[Aufgabendaten]
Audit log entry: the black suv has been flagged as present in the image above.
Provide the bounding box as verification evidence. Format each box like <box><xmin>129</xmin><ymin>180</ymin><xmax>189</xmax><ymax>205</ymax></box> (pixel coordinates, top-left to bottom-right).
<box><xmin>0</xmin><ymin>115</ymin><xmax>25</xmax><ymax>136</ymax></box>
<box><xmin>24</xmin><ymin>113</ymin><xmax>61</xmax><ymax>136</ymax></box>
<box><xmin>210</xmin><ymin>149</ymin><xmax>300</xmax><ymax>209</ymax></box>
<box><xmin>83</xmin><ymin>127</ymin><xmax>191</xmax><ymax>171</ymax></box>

[Ihre Aufgabe]
Geben Sie alle Zeilen der Datensätze oben samt den Aufforderungen erneut wieder und erhöhen Sie dabei jede Pixelkoordinate in den Antwortrahmen um 50. Die Werte im Formatmuster bleiben unverändert.

[Gelöste Aufgabe]
Audit log entry: the black suv has been flagged as present in the image above.
Provide the bounding box as verification evidence. Format each box like <box><xmin>129</xmin><ymin>180</ymin><xmax>189</xmax><ymax>205</ymax></box> (pixel coordinates, top-left to bottom-right).
<box><xmin>50</xmin><ymin>165</ymin><xmax>75</xmax><ymax>186</ymax></box>
<box><xmin>74</xmin><ymin>163</ymin><xmax>111</xmax><ymax>186</ymax></box>
<box><xmin>260</xmin><ymin>199</ymin><xmax>350</xmax><ymax>259</ymax></box>
<box><xmin>133</xmin><ymin>177</ymin><xmax>241</xmax><ymax>221</ymax></box>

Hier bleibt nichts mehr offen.